• EXERCISE AIM:
Please give a word-for-word repeat of the line containing "Bounding boxes for rocky" and all lines that come after it in the entries below, ending at the last line.

### EXERCISE DATA ###

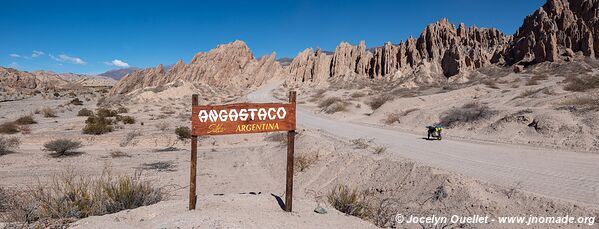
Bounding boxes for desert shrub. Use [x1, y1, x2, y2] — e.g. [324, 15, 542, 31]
[295, 153, 317, 172]
[141, 161, 176, 172]
[53, 92, 60, 97]
[440, 102, 496, 127]
[0, 122, 19, 134]
[96, 108, 117, 117]
[318, 97, 343, 109]
[116, 107, 128, 114]
[175, 126, 191, 141]
[483, 80, 499, 89]
[43, 139, 82, 157]
[41, 107, 57, 118]
[83, 115, 114, 135]
[515, 88, 542, 99]
[350, 92, 365, 98]
[13, 115, 36, 125]
[564, 75, 599, 92]
[350, 138, 371, 149]
[109, 150, 131, 158]
[382, 113, 400, 125]
[561, 97, 599, 111]
[525, 77, 540, 86]
[372, 146, 387, 154]
[0, 136, 20, 155]
[368, 94, 393, 110]
[70, 98, 83, 106]
[2, 169, 162, 223]
[327, 184, 370, 217]
[77, 108, 94, 116]
[120, 116, 136, 124]
[323, 101, 348, 114]
[120, 130, 142, 147]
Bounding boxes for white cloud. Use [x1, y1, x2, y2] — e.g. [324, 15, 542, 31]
[49, 54, 86, 65]
[31, 50, 44, 58]
[104, 59, 130, 68]
[9, 54, 20, 58]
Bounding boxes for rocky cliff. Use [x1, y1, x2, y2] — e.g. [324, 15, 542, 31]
[109, 40, 282, 95]
[287, 19, 510, 85]
[287, 0, 599, 85]
[0, 67, 116, 95]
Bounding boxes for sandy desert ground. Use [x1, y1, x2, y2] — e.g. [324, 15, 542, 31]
[1, 70, 598, 228]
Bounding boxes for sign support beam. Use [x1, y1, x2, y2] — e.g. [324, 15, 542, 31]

###

• TASK OUTPUT:
Bounding boxes for rocky cliff. Use [x1, y1, x2, y2] — e.g. [324, 15, 542, 31]
[109, 40, 282, 95]
[287, 19, 510, 85]
[287, 0, 599, 85]
[0, 67, 116, 95]
Bounding boxes for sandy desert ground. Use [x1, y1, x2, y2] — e.g. [324, 15, 542, 31]
[1, 70, 598, 228]
Bounding boxes for sign support beam. Use [x1, y1, x2, y2] — e.g. [324, 15, 542, 31]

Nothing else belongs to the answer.